◆ Source document ◆
+--

Assyrians in the Netherlands Assyriërs in Nederland

Total population
- 30.000

Regions with significant populations
- Twente, Amsterdam and surroundings

Languages
- Aramaic (Surayt and Suret) Dutch

Religion
- Syriac Orthodox, Assyrian Church of the East, Chaldean Catholic

= Assyrians in the Netherlands =

Ethnic group in the Netherlands

Assyrians in the Netherlands (Assyriërs in Nederland) are Dutch citizens of Assyrian. They mainly live in the east of the country, in the province of Overijssel, in such cities as Enschede, Hengelo, Rijssen, Almelo and Borne. The main reason that the Assyrians are concentrated there is because it is an industrial area which lies at the Germany–Netherlands border, where a large German Assyrian population resides. Many Assyrians in the Netherlands have relatives in Germany.

==History==
The first Assyrians came to the Netherlands in the 1970s as a result of fights between the PKK and the Turkish army. Most of them were from the province of Mardin in southeastern Turkey, where the aforementioned conflict took place. In the 1980s, Assyrians from Syria, with almost all of them being from the originally Assyrian city of Qamishli (Syriac: ܒܬ ܙܠܝܢ Bet Zalin), began to emigrate to the Netherlands. The latest group of Assyrians to migrate to the Netherlands are from Iraq, and they have been arriving there since the first Gulf War. The large majority of Turkish and Syrian Assyrians in the Netherlands belong to the Syriac Orthodox Church since they are from the western part of the Assyrian homeland, where the Syriac Orthodox Church is the most prominent.

+--

◆ Instructions ◆
**1)** In the article on Assyrians in the Netherlands, which Dutch province do most of them live in?
**2)** Do these statements agree with the article on Assyrians in the Netherlands? (a) The first Assyrians arrived in the Netherlands in the 1980s. (b) Assyrians from Iraq have been arriving since the first Gulf War. (c) Almost all of the Syrian Assyrians who emigrated came from Qamishli.

◆ Given data ◆
+--

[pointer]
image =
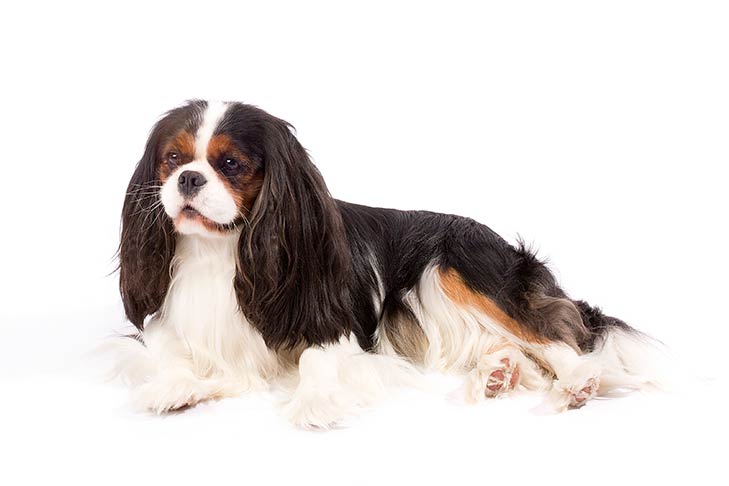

+--

◆ Solution list ◆
**1)** Overijssel.

**2)**
(a) No: "The first Assyrians came to the Netherlands in the 1970s"
(b) Yes: "they have been arriving there since the first Gulf War"
(c) Yes: "with almost all of them being from the originally Assyrian city of Qamishli"